GOAL: Please locate each line in the listing below that contains the word "point" and copy those lines.

LISTED ENTRIES:
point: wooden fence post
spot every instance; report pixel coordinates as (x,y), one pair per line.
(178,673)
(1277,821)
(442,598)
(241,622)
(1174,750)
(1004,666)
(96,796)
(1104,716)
* * *
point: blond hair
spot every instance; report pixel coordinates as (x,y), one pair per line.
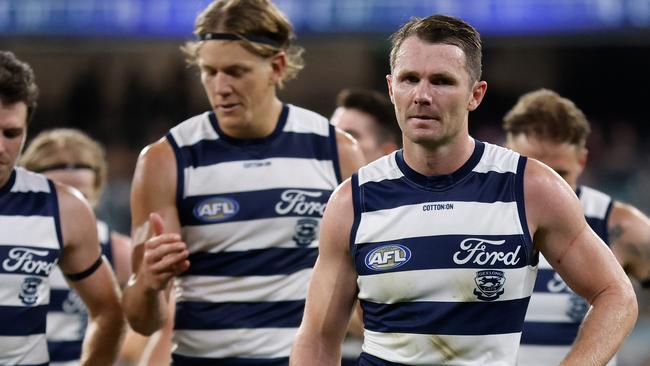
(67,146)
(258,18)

EXERCISE ANSWER:
point: wooden fence post
point: blond hair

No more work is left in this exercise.